**The problem:** Filter the records, keeping every line that has the string "palm".
========================
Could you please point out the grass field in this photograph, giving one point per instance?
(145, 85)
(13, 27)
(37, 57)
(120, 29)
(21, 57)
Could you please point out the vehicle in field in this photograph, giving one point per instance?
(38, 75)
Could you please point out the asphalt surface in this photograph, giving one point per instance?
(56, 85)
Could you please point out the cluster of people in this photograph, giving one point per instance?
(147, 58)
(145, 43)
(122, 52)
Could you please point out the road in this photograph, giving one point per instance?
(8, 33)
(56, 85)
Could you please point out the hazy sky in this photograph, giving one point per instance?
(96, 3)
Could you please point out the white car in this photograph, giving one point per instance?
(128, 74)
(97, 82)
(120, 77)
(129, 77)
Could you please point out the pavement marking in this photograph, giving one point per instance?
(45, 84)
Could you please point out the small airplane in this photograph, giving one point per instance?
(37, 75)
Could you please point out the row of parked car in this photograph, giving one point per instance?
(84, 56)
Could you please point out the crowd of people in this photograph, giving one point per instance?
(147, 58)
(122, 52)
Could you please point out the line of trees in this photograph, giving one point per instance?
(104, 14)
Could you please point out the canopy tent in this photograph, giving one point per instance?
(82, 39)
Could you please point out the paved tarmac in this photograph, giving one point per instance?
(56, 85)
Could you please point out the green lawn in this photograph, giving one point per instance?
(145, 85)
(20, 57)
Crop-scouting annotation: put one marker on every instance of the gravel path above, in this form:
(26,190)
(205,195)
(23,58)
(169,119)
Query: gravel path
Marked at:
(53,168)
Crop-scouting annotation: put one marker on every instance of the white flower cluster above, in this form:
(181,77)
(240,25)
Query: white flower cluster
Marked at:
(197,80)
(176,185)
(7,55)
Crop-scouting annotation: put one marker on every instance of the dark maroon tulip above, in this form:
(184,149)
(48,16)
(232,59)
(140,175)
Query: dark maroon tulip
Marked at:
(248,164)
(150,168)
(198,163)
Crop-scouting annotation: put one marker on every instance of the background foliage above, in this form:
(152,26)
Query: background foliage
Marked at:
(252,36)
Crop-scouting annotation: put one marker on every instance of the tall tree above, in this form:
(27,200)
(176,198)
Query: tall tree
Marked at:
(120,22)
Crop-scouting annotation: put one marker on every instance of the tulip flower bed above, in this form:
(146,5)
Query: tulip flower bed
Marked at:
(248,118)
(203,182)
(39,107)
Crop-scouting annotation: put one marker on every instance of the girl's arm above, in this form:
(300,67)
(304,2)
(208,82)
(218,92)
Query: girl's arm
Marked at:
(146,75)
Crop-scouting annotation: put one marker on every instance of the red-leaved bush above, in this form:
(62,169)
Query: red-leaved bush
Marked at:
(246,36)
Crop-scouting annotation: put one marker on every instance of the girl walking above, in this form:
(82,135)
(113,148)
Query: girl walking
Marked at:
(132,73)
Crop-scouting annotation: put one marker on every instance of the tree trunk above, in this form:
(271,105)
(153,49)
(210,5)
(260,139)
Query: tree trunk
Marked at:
========================
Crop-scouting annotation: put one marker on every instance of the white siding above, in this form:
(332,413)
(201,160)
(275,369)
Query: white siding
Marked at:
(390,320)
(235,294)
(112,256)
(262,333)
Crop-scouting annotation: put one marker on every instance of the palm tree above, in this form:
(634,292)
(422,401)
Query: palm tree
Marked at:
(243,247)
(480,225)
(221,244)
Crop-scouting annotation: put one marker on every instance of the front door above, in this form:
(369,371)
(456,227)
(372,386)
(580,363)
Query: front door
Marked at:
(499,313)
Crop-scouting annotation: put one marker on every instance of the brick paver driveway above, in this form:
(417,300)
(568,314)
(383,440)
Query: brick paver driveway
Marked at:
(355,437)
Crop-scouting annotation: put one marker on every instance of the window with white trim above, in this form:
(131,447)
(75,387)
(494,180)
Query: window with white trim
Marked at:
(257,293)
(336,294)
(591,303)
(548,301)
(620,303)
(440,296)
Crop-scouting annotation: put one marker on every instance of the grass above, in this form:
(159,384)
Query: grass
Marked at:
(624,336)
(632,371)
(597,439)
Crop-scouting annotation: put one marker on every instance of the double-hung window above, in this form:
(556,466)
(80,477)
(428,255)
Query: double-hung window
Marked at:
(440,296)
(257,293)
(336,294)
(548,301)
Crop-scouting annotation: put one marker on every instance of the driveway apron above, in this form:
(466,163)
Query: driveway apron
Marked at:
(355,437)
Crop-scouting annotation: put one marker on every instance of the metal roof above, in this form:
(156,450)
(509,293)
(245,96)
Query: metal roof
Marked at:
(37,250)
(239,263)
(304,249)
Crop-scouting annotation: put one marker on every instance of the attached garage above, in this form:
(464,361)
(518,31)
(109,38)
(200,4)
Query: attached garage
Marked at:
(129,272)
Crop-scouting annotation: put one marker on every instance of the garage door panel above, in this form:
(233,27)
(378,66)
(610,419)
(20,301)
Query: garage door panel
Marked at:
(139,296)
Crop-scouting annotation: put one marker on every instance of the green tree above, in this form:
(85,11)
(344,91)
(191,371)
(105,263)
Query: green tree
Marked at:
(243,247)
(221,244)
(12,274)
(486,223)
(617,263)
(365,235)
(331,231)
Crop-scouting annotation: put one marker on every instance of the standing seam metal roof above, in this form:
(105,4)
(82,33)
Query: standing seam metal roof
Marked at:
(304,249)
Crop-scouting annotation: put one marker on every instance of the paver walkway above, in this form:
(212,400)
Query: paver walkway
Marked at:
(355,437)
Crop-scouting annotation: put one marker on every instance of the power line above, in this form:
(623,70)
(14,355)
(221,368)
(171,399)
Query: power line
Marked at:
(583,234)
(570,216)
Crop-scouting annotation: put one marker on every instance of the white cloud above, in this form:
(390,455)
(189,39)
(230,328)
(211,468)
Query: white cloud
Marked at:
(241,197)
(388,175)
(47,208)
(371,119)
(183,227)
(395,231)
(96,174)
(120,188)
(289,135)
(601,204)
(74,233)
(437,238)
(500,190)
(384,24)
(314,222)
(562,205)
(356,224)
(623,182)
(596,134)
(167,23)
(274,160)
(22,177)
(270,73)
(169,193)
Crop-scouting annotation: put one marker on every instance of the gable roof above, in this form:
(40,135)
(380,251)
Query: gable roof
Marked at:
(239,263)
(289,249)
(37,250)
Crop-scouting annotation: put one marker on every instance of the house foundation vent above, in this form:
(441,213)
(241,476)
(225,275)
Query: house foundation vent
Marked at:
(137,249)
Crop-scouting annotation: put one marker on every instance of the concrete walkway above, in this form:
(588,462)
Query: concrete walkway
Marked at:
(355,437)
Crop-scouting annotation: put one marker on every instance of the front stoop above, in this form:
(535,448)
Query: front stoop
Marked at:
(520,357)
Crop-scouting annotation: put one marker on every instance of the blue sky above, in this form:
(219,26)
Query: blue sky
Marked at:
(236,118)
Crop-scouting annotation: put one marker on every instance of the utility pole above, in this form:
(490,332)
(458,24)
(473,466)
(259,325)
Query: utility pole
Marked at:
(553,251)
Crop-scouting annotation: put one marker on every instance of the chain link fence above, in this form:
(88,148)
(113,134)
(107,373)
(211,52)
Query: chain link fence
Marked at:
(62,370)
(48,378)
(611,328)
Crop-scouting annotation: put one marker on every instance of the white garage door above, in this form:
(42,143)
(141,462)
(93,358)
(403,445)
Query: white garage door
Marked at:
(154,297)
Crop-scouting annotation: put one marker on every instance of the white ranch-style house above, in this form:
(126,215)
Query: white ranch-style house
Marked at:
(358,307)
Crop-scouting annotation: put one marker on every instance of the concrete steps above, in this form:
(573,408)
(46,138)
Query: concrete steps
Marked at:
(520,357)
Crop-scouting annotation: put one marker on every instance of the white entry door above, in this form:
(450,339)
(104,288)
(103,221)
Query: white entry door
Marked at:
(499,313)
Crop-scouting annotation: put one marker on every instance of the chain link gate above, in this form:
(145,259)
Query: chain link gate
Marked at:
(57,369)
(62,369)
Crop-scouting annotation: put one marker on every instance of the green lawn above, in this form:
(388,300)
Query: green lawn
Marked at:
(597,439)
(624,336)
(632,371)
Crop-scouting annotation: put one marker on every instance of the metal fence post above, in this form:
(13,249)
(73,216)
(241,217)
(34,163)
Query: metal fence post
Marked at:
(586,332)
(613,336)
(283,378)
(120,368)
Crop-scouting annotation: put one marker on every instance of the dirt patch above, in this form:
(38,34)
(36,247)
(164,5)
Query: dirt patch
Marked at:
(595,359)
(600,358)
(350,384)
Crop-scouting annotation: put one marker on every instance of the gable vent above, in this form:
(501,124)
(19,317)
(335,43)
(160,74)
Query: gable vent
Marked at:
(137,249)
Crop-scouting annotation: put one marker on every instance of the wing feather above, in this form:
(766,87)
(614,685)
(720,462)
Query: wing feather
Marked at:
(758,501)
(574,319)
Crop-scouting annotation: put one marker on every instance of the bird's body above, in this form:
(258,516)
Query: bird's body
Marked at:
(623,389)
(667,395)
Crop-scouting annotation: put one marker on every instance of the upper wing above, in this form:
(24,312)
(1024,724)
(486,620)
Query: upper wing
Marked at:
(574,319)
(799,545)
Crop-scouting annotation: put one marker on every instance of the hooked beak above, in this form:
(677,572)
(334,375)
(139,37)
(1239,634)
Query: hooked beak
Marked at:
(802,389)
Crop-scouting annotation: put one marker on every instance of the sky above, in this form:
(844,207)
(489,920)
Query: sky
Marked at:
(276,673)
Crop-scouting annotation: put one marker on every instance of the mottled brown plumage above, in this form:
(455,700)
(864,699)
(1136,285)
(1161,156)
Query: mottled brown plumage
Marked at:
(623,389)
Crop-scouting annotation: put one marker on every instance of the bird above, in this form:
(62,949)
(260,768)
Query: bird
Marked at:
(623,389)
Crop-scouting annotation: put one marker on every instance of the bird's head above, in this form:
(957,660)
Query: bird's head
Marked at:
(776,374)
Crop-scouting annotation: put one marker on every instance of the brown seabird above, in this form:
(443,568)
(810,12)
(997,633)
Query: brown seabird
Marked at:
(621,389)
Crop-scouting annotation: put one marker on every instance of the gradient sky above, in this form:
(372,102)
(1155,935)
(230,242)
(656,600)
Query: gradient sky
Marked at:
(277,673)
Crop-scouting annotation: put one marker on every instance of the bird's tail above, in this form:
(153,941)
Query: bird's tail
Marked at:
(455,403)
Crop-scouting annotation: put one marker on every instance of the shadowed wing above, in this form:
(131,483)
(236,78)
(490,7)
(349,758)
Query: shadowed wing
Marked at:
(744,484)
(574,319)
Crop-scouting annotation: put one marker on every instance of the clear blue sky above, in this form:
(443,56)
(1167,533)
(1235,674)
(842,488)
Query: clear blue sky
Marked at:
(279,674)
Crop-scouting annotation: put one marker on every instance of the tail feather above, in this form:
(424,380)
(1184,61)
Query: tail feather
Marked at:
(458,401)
========================
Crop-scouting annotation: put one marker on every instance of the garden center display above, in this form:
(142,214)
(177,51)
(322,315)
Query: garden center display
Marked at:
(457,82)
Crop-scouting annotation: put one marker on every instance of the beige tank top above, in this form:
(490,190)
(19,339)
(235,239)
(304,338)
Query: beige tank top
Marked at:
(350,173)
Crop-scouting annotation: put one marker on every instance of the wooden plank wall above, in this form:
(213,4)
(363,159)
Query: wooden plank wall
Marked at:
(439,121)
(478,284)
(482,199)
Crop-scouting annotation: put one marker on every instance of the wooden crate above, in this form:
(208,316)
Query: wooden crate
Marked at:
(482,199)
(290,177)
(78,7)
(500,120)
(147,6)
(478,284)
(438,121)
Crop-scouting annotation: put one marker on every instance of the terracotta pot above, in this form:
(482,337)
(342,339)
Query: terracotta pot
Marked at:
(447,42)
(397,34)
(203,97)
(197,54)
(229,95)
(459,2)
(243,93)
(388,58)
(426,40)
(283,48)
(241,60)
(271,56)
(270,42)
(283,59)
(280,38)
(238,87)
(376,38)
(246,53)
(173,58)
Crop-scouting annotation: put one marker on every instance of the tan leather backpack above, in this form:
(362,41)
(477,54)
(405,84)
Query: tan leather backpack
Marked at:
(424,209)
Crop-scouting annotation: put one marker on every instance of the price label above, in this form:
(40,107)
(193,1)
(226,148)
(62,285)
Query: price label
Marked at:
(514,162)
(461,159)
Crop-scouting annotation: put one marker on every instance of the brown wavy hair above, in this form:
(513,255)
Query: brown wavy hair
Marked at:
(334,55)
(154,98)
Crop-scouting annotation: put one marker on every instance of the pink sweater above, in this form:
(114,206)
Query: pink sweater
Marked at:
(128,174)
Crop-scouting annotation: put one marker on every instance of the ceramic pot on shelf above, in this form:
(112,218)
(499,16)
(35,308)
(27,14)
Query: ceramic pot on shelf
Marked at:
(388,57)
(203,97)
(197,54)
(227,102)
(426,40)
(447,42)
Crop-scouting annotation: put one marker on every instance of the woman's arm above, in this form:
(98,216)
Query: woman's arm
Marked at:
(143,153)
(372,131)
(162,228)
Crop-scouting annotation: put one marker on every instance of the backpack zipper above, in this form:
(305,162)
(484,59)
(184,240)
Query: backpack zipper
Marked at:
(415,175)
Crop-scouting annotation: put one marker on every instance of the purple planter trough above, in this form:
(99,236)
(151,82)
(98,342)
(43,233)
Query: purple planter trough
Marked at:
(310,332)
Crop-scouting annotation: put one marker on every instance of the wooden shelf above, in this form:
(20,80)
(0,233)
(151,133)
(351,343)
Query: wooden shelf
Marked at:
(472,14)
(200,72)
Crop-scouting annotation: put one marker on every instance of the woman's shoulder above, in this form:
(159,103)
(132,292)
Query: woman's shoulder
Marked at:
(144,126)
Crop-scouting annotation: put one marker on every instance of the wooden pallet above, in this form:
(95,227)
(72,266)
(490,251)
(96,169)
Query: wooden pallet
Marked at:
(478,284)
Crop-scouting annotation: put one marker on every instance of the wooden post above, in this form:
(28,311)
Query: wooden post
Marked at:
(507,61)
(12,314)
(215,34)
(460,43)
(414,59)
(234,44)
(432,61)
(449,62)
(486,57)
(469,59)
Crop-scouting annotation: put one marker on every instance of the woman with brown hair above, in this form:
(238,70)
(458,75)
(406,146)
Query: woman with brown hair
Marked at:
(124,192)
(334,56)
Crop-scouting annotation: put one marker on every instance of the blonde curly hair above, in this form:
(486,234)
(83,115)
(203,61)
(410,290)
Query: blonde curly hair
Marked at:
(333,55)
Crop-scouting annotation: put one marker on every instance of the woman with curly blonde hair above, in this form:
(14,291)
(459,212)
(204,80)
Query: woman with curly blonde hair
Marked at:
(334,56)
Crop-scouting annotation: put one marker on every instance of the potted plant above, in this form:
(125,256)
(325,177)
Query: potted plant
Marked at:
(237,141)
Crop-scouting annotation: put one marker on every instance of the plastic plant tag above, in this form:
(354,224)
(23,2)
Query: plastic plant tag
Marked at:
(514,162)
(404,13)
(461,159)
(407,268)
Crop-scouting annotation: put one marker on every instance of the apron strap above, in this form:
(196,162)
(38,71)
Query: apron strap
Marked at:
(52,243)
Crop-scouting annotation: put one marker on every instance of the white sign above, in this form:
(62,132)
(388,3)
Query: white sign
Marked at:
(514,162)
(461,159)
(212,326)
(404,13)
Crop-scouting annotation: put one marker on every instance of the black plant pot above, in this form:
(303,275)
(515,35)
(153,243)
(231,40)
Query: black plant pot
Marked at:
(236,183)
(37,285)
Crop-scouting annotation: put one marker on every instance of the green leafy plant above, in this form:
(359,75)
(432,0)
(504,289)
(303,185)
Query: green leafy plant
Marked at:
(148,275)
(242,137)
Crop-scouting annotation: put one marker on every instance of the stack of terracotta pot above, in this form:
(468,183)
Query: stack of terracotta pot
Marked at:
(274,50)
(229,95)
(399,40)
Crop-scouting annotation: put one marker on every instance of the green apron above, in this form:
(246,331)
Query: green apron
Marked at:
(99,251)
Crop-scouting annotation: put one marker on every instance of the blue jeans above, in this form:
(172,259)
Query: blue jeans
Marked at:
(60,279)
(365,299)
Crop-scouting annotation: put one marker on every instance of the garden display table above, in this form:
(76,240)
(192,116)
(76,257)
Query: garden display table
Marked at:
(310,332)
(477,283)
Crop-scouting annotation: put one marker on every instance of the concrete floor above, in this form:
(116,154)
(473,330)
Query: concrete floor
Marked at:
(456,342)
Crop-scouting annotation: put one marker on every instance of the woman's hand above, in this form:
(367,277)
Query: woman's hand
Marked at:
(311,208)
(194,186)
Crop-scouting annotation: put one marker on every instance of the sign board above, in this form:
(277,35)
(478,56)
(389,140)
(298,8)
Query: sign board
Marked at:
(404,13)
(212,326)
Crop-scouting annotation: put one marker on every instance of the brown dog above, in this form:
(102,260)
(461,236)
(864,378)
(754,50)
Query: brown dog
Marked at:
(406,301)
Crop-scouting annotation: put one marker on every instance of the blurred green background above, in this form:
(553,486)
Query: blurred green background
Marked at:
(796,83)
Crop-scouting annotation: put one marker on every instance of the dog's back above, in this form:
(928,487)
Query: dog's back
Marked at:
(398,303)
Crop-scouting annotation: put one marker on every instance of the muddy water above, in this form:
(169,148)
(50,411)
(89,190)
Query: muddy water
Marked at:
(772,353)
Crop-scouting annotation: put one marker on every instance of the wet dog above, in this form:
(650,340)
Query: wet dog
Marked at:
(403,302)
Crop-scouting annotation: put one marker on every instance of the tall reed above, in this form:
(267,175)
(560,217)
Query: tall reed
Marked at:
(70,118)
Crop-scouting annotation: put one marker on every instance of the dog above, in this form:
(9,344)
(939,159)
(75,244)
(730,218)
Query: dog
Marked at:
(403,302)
========================
**Task output:**
Crop-scouting annotation: put one marker on every instance of the palm tree above, in this form:
Query: palm tree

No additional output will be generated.